作業内容 →
A – プロジェクトマネジメントの原理・原則に関する文書では、「Resilience」はどのような力を意味すると説明されていますか。
B – プロジェクトマネジメントの原理・原則に関する文書を、最後の文に続けて書き進めてください。
-------- 文書
ただし、削除型のテーラリングは危険です。「うちはステークホルダーが少ないから、顧客以外は気にしない」などと、他の原理・原則を疎かにしてはいけません。まずは基本を忠実に守ってください。
品質
プロセスと成果物に品質を組み込むこと

第8の原理・原則は、品質の多面性を示すものです。まず「成果物に品質を組み込む」のは、誰もが理解できるでしょう。あらかじめ成果物の受け入れ基準を設定し、品質を測定・見える化する。システム開発における一般的な手段はテストです。
しかし、それが最善の方法でしょうか? 最終工程でエラーや欠陥を修正するよりも、設計や要件定義の段階で予防できたほうが良いですよね? だから、検査より予防を重視して、効果的なプロセスを構築する。それが「プロセスに品質を組み込む」ことです。
複雑さ
複雑さに対処すること
第9の原理・原則は、避けがたい変化に関するものです。プロジェクトにはさまざまな不確定要素があり、すべて計画通りに進めることは不可能です。そんな不確かさのひとつが「複雑さ」です。
たとえば、人の振る舞い。人間関係に悩んで離職したり、モチベーションが下がったりするメンバーがいるかもしれません。また、第5の原理・原則で解説した「システムの相互作用」も複雑さの一因になります。つまり、プロジェクト内の複数の個別要因、およびプロジェクトシステム全体の結果として複雑さが生じるのです。
したがって、プロジェクトチームは変化に気を配り続け、その影響を少なくする手段をとる必要があります。何かが起こることを前提にして、複雑さに対応する能力を高めましょう。
リスク
リスク対応を最適化すること
第10の原理・原則は、前項に続くもの。リスクとは「不確かさ」という大きな概念の構成要素であり、発生が不確実なものごとを意味します。マイナスのリスク(脅威)だけでなく、プラスのリスク(好機)もあります。
たとえば、上下に変動する為替リスク。海外から部品を調達してプロダクトをつくる場合、為替レートの変動が調達コストに直接影響します。つまり、プラスマイナス両面のリスクが潜んでいるわけです。このようなリスクの許容度は組織によって異なり、時間経過により発生確率や影響度合いは変動します。
プロジェクトマネージャーは価値提供への影響を評価しながら、効果的・効率的・適切な対応をしてください。具体的なリスクマネジメントの方法は今後の記事で紹介します。
適応力と回復力
適応力と回復力を持つこと

第11の原理・原則も、不確かさを前提にしたものです。大半のプロジェクトは難題や阻害要因に直面します。それらを乗り越えるためには、適応力と回復力が必要です。
後者の原語である「Resilience」は、近年さまざまな分野で重視されるキーワード。悪影響を緩和して、失敗から素早く回復する力を意味します。個人レベルでは、ストレスを抱えても落ちこまず、困難を乗り越える力をさします。
----------------
-------- 表示情報
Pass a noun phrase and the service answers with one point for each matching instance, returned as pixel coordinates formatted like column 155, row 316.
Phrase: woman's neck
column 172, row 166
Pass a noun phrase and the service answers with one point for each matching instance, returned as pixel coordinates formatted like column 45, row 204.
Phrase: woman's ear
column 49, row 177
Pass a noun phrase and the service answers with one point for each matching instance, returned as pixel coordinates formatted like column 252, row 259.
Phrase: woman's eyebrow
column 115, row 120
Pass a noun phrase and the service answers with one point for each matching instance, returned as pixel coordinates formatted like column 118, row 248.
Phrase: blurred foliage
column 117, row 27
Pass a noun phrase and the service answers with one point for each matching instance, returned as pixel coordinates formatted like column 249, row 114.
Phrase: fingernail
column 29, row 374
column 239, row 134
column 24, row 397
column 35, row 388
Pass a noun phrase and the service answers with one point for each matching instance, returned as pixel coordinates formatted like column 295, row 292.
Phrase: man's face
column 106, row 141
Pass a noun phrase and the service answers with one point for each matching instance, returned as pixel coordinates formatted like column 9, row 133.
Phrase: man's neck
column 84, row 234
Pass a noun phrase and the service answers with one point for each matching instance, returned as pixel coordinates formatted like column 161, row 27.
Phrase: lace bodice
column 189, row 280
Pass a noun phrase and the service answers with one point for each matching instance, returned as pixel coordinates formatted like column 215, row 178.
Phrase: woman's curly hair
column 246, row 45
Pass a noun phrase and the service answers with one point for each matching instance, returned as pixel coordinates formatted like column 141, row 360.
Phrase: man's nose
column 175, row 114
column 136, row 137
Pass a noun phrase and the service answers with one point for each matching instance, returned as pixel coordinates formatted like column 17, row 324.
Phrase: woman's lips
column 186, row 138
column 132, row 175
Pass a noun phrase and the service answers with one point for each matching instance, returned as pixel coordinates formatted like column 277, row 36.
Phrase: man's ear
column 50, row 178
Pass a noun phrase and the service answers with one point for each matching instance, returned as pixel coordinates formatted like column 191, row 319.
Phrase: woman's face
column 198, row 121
----------------
回答内容 →
A – 悪影響を緩和して、失敗から素早く回復する力です。

B –
プロジェクトチームが適応力と回復力を高めるには、多角的な専門知識と継続的な改善が必要です。具体的には「各分野の専門家を集めて、多様性を活かす」「アジャイル開発でPDSAサイクルを回す」といった方法があげられます。
変革
想定した将来の状態を達成するために変革できるようにすること
第12の原理・原則は、チェンジマネジメントに関する内容です。上記の長文を要約すると「望ましい将来を実現したい」「そのために変革する」。ステークホルダーやリーダーシップなど、他の原理・原則とも関連します。
現代は状況の変化に合わせて、変わり続けることが求められています。しかし、すべてのプロジェクトメンバーやステークホルダーが柔軟に対応できるわけではありません。むしろ短期間に多くのことを変えようとすると、変化への抵抗を招く可能性があります。それさえも柔軟に対応しながら、組織としてのチェンジマネジメントを考えてください(下図参照)。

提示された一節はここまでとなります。